**Brief:** Start at the line below containing "Exercise. Identify the wooden table" and stop at the line containing "Exercise. Identify the white alstroemeria". Repeat every line of that stretch exactly, and nothing outside it.

**Recorded information:**
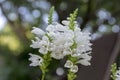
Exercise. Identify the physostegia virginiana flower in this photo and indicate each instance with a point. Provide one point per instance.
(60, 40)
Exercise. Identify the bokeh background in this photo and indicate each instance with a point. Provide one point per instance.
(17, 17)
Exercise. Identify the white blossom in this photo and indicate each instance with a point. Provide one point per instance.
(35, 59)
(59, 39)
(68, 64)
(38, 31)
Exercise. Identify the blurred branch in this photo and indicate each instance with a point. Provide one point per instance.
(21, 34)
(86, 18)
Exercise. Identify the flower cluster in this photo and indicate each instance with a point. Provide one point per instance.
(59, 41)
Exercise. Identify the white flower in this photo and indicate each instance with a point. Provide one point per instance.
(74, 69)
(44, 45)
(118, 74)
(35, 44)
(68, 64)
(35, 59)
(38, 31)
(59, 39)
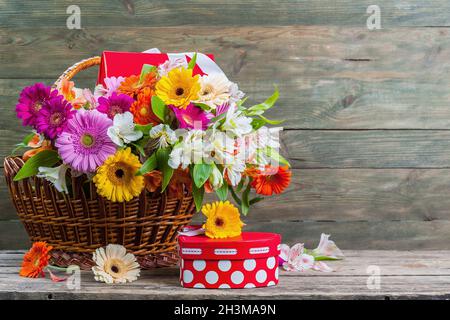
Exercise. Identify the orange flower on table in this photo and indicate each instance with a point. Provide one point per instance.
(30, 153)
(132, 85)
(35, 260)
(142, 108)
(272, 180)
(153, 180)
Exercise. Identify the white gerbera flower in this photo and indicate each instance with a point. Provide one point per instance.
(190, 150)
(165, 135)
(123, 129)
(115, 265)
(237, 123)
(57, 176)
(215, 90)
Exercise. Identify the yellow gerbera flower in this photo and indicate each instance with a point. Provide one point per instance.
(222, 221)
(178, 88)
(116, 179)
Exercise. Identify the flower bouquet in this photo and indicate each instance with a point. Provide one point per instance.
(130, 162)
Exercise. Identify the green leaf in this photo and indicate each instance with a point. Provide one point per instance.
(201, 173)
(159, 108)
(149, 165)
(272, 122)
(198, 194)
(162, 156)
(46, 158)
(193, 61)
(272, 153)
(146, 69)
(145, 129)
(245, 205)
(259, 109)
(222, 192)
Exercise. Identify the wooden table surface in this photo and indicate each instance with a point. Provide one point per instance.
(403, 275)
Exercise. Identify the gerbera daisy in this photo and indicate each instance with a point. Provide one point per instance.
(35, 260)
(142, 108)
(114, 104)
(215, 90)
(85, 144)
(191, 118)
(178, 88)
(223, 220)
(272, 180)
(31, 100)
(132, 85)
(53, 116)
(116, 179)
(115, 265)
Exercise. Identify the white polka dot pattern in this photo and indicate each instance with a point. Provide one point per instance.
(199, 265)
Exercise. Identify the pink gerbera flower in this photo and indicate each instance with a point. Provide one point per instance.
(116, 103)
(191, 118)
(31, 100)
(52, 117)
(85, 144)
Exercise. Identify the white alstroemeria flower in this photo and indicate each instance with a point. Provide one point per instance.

--

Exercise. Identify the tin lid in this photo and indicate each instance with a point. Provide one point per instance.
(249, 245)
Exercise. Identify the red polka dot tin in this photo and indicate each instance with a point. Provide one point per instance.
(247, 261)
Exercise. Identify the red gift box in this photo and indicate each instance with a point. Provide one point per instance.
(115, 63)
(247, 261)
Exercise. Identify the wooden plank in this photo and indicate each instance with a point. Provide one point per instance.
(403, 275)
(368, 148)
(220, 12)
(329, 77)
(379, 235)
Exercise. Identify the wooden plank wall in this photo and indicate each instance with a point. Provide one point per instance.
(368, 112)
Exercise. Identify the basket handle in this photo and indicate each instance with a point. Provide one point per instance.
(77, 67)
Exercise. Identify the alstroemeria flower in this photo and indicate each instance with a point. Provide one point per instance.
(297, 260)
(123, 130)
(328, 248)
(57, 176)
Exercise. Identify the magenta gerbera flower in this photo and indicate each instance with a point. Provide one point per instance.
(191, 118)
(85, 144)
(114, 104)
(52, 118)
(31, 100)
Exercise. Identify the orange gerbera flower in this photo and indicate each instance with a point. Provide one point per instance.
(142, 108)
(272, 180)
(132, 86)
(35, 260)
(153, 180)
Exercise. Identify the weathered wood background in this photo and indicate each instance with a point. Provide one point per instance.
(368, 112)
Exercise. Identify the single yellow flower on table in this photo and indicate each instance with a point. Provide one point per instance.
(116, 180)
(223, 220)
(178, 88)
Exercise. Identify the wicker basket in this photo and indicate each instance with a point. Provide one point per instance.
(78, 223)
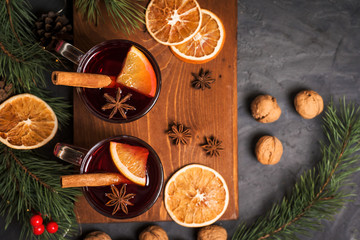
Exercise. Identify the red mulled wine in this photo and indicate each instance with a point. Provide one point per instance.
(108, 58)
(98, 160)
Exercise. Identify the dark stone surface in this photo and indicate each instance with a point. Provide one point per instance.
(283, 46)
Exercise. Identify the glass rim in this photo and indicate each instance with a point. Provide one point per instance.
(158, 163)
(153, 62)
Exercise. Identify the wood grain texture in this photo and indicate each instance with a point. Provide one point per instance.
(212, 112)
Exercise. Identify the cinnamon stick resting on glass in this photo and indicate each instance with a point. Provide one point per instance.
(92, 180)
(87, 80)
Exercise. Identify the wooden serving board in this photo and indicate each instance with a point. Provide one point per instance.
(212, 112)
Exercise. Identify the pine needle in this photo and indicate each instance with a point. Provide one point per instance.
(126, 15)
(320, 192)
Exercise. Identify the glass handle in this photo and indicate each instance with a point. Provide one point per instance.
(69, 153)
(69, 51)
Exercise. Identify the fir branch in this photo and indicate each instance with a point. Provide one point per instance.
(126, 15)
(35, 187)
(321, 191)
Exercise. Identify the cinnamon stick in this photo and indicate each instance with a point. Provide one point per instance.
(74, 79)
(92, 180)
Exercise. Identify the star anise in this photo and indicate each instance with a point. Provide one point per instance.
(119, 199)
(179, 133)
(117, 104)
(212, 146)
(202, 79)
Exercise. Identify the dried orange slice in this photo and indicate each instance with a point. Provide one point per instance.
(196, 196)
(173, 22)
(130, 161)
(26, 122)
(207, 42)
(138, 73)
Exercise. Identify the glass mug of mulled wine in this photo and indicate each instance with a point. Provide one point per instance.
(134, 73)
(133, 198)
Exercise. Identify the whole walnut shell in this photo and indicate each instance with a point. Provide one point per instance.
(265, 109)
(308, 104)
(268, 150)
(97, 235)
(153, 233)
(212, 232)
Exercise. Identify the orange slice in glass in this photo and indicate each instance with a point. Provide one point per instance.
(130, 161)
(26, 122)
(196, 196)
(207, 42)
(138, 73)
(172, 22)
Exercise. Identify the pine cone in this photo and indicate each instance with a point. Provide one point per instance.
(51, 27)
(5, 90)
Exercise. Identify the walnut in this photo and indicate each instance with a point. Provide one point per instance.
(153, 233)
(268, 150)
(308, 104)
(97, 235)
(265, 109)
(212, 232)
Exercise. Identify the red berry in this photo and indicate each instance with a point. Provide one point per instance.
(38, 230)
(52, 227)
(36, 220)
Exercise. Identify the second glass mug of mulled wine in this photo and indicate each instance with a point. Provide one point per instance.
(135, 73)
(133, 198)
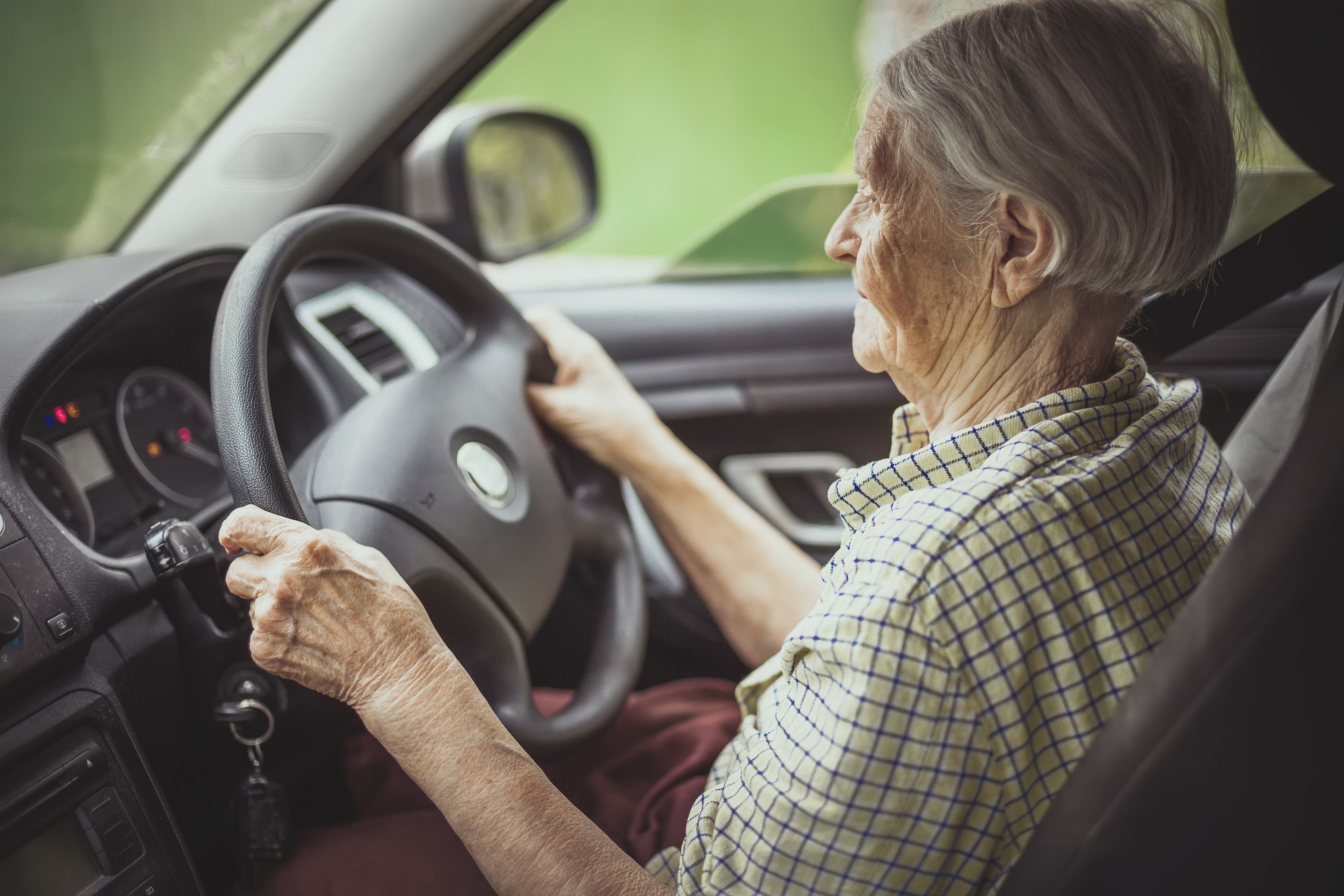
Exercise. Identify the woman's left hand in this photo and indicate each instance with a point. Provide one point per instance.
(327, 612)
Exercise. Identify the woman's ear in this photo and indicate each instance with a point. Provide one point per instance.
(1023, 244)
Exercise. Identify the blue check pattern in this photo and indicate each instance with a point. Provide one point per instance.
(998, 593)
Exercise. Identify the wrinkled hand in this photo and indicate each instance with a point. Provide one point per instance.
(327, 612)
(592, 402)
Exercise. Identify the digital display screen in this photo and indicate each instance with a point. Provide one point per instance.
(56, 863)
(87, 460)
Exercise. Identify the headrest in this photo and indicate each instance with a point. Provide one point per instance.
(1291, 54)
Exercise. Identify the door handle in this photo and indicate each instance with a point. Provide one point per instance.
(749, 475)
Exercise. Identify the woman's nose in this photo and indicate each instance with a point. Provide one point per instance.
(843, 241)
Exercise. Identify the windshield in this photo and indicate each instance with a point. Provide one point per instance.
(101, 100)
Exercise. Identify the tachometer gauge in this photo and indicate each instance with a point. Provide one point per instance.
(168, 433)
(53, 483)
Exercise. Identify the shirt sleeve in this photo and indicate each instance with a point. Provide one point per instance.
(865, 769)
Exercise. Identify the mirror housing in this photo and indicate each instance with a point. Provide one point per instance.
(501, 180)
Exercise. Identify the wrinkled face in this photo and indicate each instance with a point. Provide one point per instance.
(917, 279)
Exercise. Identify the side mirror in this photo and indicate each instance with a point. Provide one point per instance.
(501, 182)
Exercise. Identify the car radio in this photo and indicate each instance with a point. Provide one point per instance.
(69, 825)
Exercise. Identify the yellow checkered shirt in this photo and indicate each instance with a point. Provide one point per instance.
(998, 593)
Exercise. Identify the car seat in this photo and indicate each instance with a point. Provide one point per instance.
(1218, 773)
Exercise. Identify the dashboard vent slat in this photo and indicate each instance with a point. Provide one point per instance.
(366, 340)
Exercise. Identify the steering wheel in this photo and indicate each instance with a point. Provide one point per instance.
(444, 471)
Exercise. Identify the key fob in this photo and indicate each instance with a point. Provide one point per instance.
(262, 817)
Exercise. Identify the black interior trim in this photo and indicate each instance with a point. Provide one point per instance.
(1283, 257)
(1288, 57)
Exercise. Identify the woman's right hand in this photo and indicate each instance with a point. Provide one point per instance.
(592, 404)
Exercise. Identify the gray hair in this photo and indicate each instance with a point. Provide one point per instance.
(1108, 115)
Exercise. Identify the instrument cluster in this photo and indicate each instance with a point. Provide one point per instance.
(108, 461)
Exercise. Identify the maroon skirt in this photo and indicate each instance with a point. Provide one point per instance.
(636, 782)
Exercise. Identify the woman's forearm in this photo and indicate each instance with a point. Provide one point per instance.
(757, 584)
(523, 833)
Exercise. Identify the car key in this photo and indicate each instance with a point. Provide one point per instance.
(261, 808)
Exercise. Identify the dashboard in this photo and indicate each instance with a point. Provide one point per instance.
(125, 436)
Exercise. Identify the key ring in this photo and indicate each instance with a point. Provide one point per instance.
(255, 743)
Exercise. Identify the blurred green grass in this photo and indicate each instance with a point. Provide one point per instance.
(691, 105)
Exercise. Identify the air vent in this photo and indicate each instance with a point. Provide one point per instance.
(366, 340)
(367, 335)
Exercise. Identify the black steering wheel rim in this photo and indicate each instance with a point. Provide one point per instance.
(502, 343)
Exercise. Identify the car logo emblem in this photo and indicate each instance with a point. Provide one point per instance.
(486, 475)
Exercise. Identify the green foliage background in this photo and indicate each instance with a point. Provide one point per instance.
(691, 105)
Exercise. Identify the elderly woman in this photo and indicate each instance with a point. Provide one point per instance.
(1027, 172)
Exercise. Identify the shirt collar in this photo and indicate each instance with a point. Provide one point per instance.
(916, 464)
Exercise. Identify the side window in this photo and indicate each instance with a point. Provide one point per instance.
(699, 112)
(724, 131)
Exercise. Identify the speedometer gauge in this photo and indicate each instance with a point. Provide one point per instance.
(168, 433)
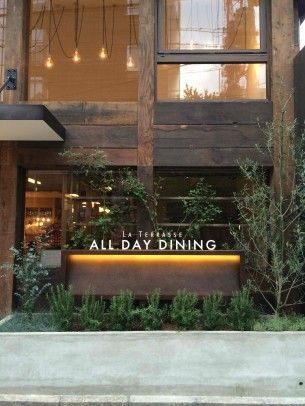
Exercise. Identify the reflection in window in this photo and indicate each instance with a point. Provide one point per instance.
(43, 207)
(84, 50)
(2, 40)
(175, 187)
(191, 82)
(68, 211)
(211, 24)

**Response below:**
Exercise. Identify the wooden table surface in this photo and indicate each instance with a point. Provide one point per instance.
(403, 275)
Exercise. Identify the gerbera daisy in this photo and indicate each instance with a point. Provide one point per instance.
(35, 260)
(142, 108)
(114, 104)
(215, 90)
(85, 144)
(191, 118)
(178, 88)
(223, 220)
(272, 180)
(31, 100)
(132, 85)
(53, 116)
(116, 179)
(115, 265)
Exercise. Identify the white polka dot pattern in this photo and indicate each instance with a point. Provide one point per instance.
(199, 265)
Exercise. Identify the pink gerbera flower in this photo and indicate each instance with a point. Provide one point per instance.
(116, 103)
(191, 118)
(31, 100)
(52, 117)
(85, 144)
Exercise. Identify the white alstroemeria flower in this photo and indicate each instance with a point. Provide one point per instance.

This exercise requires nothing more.